» Position identification records
§

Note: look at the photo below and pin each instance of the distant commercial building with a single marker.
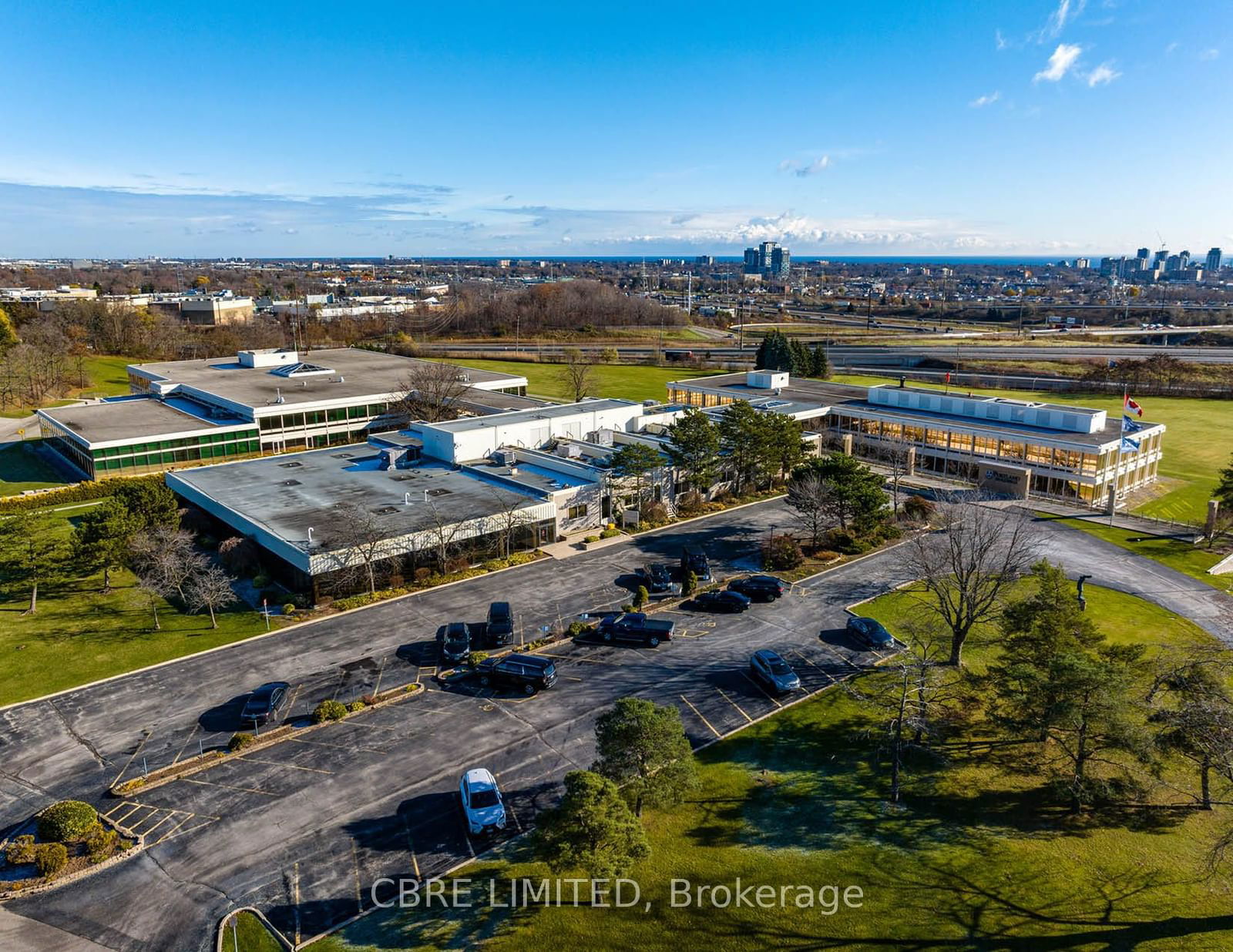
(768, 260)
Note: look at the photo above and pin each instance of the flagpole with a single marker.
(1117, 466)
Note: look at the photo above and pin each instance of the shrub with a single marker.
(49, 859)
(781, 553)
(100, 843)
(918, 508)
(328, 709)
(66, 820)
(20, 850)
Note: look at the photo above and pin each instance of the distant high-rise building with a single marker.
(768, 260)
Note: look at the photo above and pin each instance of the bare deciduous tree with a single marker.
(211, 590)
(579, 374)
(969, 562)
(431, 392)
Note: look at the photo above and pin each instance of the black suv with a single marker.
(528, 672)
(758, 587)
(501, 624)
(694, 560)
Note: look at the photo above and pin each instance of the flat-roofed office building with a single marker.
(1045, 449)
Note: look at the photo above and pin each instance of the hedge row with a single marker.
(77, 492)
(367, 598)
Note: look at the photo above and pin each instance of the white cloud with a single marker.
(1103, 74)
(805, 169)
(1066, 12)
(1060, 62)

§

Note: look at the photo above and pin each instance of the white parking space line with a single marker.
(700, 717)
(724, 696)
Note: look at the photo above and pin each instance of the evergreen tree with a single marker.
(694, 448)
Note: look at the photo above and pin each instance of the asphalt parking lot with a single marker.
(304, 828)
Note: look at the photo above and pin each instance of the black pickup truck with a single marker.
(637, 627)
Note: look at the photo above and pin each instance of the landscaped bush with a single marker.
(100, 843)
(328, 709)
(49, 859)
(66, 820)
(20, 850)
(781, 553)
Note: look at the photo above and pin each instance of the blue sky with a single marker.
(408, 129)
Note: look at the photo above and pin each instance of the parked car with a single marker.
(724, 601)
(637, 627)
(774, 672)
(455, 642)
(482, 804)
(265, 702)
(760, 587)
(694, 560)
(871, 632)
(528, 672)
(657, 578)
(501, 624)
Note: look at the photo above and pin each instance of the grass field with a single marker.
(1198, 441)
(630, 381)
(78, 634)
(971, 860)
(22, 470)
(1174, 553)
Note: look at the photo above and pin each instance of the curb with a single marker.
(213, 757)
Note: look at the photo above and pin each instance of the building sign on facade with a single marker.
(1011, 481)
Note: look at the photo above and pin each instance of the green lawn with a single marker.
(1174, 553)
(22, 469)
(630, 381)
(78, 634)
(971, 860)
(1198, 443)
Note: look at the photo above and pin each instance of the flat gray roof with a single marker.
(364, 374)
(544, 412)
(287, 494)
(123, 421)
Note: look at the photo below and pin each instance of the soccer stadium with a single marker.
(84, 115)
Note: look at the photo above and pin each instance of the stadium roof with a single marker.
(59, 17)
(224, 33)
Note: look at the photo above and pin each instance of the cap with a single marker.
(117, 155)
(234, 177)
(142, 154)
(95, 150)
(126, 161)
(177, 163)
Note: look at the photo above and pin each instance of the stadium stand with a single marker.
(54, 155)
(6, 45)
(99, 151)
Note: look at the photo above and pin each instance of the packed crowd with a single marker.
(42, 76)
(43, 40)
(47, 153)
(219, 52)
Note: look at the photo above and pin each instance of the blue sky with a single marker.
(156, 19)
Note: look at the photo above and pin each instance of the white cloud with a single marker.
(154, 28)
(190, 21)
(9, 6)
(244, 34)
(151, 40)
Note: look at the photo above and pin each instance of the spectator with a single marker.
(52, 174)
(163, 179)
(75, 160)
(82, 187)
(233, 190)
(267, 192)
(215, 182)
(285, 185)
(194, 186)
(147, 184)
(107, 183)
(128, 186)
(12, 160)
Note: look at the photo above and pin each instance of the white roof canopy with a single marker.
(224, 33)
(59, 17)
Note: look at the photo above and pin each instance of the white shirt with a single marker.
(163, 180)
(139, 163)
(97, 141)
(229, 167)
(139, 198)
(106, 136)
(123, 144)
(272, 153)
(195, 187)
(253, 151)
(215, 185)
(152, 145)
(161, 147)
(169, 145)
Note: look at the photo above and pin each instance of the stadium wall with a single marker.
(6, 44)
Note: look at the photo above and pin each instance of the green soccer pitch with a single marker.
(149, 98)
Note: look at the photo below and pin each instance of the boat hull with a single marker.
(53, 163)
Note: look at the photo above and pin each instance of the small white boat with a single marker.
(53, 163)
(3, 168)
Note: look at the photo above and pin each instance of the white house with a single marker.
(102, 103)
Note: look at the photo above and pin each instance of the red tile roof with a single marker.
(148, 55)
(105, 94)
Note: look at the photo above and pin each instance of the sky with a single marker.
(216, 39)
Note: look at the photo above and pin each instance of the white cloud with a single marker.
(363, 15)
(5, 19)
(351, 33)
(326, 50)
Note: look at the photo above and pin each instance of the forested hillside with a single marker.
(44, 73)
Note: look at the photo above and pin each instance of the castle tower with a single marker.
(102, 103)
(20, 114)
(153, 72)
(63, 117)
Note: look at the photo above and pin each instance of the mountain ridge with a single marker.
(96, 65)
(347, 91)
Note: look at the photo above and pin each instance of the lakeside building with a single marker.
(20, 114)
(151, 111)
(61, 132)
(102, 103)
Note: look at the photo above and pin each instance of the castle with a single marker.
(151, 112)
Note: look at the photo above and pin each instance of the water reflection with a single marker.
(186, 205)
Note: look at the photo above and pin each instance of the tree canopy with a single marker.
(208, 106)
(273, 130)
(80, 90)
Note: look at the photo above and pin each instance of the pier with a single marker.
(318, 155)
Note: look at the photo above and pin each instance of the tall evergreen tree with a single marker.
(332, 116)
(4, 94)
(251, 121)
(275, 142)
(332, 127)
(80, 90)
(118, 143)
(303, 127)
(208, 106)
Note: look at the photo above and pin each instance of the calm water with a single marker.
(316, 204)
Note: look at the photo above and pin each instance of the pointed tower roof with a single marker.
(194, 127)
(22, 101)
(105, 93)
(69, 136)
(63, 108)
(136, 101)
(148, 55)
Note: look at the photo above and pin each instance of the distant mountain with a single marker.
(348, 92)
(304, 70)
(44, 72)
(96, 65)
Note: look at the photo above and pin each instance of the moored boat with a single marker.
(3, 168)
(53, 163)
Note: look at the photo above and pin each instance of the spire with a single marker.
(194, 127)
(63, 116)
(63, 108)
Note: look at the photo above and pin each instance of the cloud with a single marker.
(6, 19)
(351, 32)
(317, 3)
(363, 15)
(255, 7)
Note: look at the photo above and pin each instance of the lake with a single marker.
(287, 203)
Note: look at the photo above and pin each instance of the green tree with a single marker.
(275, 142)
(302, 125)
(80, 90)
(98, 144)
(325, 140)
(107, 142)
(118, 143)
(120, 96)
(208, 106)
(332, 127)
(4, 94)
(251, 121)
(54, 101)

§

» Problem statement
Rescale the part of the data that opens with the line containing "commercial building with a single marker." and closes with the line containing "(1117, 466)", writing out every line of it again, requests included, with each answer coordinate multiplied by 1.1 and rounded to a whole number, halves rounded up. Give only that part and leave the pictures out.

» Reply to the task
Note: look at the photo below and pin each instance of the distant commercial building with a single marker.
(845, 286)
Note: look at the photo above and pin each instance of the flagpole with a single marker.
(1229, 513)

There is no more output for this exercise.